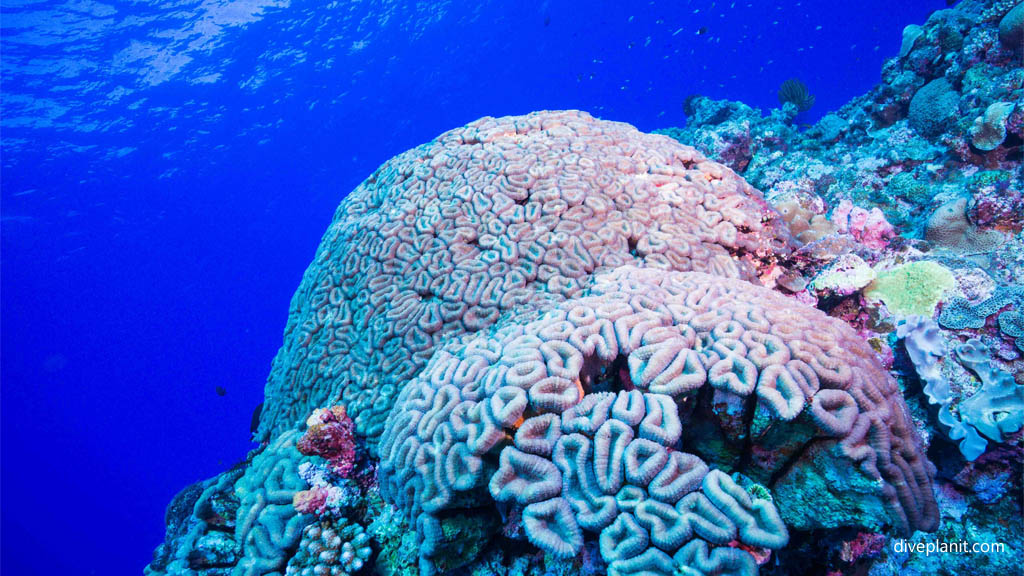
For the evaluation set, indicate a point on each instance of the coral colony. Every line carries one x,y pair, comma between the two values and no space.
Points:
______
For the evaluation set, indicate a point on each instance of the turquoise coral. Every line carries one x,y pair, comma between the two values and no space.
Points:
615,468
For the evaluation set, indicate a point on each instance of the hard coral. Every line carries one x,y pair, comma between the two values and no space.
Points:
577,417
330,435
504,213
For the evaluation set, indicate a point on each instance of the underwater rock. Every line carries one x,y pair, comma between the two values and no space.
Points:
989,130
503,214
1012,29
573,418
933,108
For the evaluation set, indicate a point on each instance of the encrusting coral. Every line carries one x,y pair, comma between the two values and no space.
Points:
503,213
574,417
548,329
______
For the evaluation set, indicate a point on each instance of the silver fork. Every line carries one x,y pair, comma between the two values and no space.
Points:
______
*Aim:* Count the lines in the items above that contain the word "carries", and reply with the number alone.

*Response below:* 6